Action item -> What this exercise needs is every entry restated as written, with no pictures.

Extracted material ->
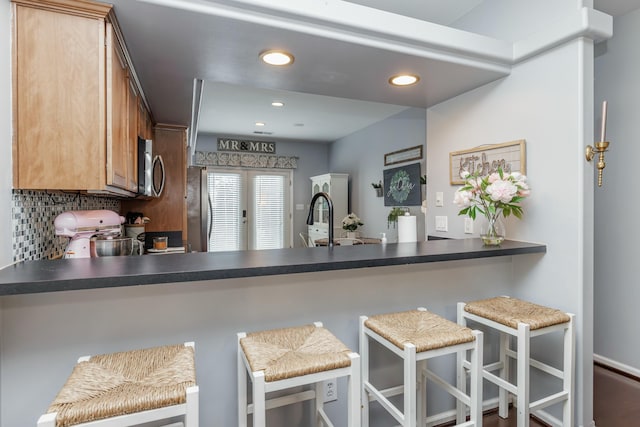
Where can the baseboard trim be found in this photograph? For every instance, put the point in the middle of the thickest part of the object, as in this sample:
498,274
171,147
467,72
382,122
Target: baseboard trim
617,367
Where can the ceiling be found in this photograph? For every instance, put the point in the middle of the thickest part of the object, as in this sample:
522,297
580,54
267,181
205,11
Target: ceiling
325,97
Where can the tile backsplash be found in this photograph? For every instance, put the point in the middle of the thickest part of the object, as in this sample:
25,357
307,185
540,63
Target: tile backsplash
32,216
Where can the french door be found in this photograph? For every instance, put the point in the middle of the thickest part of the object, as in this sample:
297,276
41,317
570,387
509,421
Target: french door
250,209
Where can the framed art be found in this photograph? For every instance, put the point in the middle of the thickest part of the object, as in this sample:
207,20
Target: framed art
402,186
405,155
486,159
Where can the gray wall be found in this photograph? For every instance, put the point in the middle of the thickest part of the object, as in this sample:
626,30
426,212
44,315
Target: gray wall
538,102
44,334
616,288
361,155
313,159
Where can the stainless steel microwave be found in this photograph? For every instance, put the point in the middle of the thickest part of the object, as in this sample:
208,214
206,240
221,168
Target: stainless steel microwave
151,175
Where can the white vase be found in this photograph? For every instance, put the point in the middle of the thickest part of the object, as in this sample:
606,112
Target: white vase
492,230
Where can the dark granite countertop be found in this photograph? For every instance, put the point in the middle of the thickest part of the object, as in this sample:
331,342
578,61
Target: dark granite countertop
92,273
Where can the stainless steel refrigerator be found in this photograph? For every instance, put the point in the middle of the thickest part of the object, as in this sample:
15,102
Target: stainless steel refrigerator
198,210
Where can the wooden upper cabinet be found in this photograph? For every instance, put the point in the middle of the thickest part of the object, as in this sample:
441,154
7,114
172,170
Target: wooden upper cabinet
75,106
59,128
117,113
132,137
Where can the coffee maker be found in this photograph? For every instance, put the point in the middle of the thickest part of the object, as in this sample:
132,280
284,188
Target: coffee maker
80,226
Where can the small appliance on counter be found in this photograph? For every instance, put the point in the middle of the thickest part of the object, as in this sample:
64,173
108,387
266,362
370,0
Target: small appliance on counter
81,226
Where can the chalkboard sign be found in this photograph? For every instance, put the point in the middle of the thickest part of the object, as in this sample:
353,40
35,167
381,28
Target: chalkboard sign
402,186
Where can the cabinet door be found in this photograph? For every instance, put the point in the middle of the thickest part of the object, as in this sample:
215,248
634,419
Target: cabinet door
117,114
132,140
58,100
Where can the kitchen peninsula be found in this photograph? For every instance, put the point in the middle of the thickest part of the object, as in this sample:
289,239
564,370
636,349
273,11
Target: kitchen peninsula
92,273
52,312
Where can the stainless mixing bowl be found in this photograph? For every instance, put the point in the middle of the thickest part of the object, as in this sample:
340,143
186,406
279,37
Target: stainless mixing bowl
116,246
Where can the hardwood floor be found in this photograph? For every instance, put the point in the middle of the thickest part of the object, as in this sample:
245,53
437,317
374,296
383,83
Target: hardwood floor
616,397
616,402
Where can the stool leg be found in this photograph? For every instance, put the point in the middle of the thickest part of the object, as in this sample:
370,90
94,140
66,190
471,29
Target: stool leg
364,376
192,414
409,386
505,373
524,360
259,408
319,404
475,392
568,371
354,386
421,395
242,385
461,374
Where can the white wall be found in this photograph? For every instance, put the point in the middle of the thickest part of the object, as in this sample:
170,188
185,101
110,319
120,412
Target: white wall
5,133
616,290
5,151
361,155
538,102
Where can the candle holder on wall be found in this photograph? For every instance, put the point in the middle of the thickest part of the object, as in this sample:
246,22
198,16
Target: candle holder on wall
590,152
599,147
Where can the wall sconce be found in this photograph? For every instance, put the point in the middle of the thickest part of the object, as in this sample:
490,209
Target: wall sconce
599,147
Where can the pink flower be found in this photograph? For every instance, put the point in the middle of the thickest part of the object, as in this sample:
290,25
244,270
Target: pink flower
502,191
493,177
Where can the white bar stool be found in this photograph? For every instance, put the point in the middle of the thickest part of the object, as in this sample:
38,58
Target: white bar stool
416,336
280,359
129,388
524,320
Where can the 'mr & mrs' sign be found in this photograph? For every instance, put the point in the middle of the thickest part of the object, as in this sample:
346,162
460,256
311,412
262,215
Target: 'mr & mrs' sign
486,159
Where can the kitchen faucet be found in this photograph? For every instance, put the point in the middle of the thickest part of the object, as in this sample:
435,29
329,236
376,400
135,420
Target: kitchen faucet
310,217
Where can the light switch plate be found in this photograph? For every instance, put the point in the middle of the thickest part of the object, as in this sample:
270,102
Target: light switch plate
441,223
468,225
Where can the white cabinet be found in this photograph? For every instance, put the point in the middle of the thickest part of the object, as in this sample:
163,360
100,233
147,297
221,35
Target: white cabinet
336,185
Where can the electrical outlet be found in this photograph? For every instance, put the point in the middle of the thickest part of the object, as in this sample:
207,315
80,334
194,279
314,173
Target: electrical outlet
442,223
468,225
330,389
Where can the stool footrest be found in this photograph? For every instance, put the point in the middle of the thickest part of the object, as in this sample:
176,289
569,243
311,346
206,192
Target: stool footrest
384,402
277,402
453,391
549,400
538,365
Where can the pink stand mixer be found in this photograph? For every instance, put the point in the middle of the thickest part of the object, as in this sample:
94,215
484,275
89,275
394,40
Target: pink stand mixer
80,226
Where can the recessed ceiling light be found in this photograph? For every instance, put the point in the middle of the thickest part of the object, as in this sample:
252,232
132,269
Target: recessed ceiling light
276,57
404,79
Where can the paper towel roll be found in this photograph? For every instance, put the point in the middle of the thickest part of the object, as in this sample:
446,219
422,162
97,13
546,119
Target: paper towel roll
407,231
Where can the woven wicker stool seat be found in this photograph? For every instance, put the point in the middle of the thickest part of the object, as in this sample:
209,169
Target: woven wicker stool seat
522,320
417,336
128,388
511,311
279,359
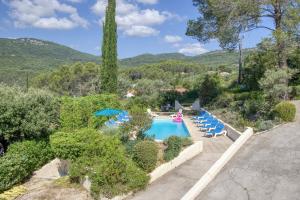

Task solution ->
Where can the baseboard trim be found in this photograph? For every instance, put the point in the middle of the thickest part of the object, as in this sample:
498,274
171,147
467,72
382,122
Target: baseboard trim
617,367
Where can the ceiling be found in this photograph? For every instance, put the point in the middle of the thickest part of the object, as in this sample:
522,297
580,54
267,181
205,11
Target: ceiling
325,97
Where can the tile backsplash be found in this photograph? For every instance, put the point in the middle of the thickest part of the object, as in this sample:
25,357
307,185
540,63
Target: tile backsplash
32,216
Where can the french door be found in this photograph? For every instance, put the point in the middle of the thickest part of the object, as in this sample:
297,276
41,317
570,387
509,421
Target: french door
250,209
Where can the framed art be found in this photograph? For every instance, put the point in the middle of the thickest part of the object, as in this sample:
207,20
Target: framed art
402,186
405,155
486,159
Where can the gray wall be found in this photograph? For every instance, put the point in the middle of the thickest part of the object, as in this sample:
626,30
426,212
44,315
Target: gray wall
538,102
44,334
616,288
361,155
313,159
Where can the stainless steel microwave be found in this photograph? For every instance, put the point in the middle of the thickest part of the object, as in this sample:
208,214
206,240
221,168
Target: stainless steel microwave
151,175
Where can the white vase be found in this photograph? For every instance, put the point in the middle of the thickest part of the object, as in this sample:
606,112
Target: white vase
492,230
Where can the dark granite countertop be found in this photograph? For every instance, put the point in the middle of the thickest part of the object, as in this sample:
331,342
578,61
Target: dark granite countertop
92,273
Where can the stainless steel refrigerator be found in this photograph? For every instance, put the point in the middle of the thickest part of the object, as in this sample:
15,102
Target: stainless steel refrigerator
198,210
Where can the wooden upper cabinet be found in this photograph? For every instance, put the point in the middle of the thickest part of the object, as in this sample:
441,154
7,114
172,170
Target: wooden upper cabinet
75,106
59,128
117,113
132,137
Where can the coffee maker be found in this photograph? For every instance, put the point in the middle of the thickest part of the object, as in this sample:
132,280
284,188
Target: coffee maker
80,226
Where can the small appliance on counter be found in this photograph? For every instance, put the point in the middle of the thickest part of the object, as in this sample:
64,173
108,387
266,362
370,0
Target: small appliance on counter
81,226
Where can the chalkboard sign be found in this photograph? For every instance, put the point in the middle of the thickest part of the object, as in this sample:
353,40
35,167
381,28
Target: chalkboard sign
402,186
Where can the cabinet door be found in this photograph? For every instance, put the point in the middle of the thickest part of the object, as in this sample:
215,248
634,419
Target: cabinet door
117,114
132,140
58,100
Where can the kitchen peninsula be found in this photograph? For every instance, put the point in the middle of the thickest part of the object, as in this sample:
289,239
564,370
636,349
273,11
Target: kitchen peninsula
92,273
52,312
Where can the stainless mixing bowl be found in this photograph? For every instance, put the point in the middle of the thickest part of the object, as in this sample:
340,143
186,406
279,37
Target: stainless mixing bowl
116,246
Where can the hardwood floor be found in this photograph? For every instance, put the point in the middle of the thickest part of the object, as in this sample:
245,53
437,317
374,296
383,83
Target: hardwood floor
616,397
616,402
Where can the stool leg be found in this photograph? For every instance, put the point in the middle of the thickest part of the object, as in this sample:
370,90
94,140
66,190
471,29
Target: stool leg
364,376
192,414
409,386
505,373
524,360
259,408
319,404
475,392
568,371
354,386
421,395
242,385
461,374
Where can the white wall be found in this photograph? For every instance, put the point in the middle of the thickest part of the object, as in this sample:
170,188
185,101
110,319
120,412
Target: white wall
5,133
616,290
5,151
361,155
538,102
Where can the candle holder on wall be found in this photograph? For every instance, put the point in the middle of the thickest part of the object, as in this sample:
246,22
198,16
Target: candle holder on wall
590,152
599,147
Where can the wall sconce be found in this photograph? For every instance, put the point in the middle of the thickest part of the object, as in this sample:
490,209
Target: wall sconce
599,147
Where can the pink flower be found in this photograph? For every instance, put the point in the middle of the thickest part of the object, as in this sample:
290,25
244,270
Target: pink flower
502,191
493,177
Where can the white bar stool be found in this photograph? For every instance, put the point in the middle of the thickest part of the object, as in this sample:
38,58
Target: white bar stool
416,336
280,359
129,388
524,320
Where can the 'mr & mrs' sign be found in this photograph? For every instance, put the point in the middle of the thickest part of the object, as in this sample:
346,162
460,256
311,412
262,215
Target: 'mr & mrs' sign
486,159
Where can the kitchen faucet be found in this photograph? For every instance, put the point in the middle of the thickest part of the object, as in this sample:
435,29
329,236
376,400
135,420
Target: kitchen faucet
310,217
Where can the light switch plate be found in this photograph? For every instance, put the point in the middle of the thickest part of the object, as in this sample:
270,102
Target: light switch plate
441,223
468,225
Where can the white cabinet be found in this photograph? For every instance, put the point in the middle of the thickest part of the object, as in this sample:
163,360
100,233
147,297
221,35
Target: white cabinet
336,185
Where can the electrical outlet be found in this photograph? For every instance, put the point in the middle of the thickest part of the object, as in this sample:
207,315
80,334
194,279
314,173
Target: electrical outlet
442,223
468,225
330,389
Where can the stool footrest be found in this photograph? For every instance, put the point in the middle of the thickest part of the object, as in this sample:
176,289
569,243
311,346
206,192
Target: stool footrest
384,402
277,402
453,391
549,400
538,365
Where can the pink stand mixer be found in this photograph? For every instance, put the point in the middle of the thickest part of the object, as in this sample:
94,215
484,275
89,275
394,40
Target: pink stand mixer
80,226
Where can the recessed ceiling light be found in this photograph? For every instance, put the point in the middle of the thickest part of the object, as in this sample:
252,232
132,269
Target: recessed ceiling light
276,57
404,79
Where can the paper towel roll be found in this photograph? For every instance, put the point in the middle of the thickest part of the object, as in this sample:
446,219
422,162
97,13
546,119
Target: paper towel roll
407,231
Where can the woven wicker stool seat be found in this photograph? For every instance, put the point in the middle of the thickest part of the object, as in this sample:
209,169
Target: woven wicker stool seat
522,320
417,336
128,388
511,311
279,359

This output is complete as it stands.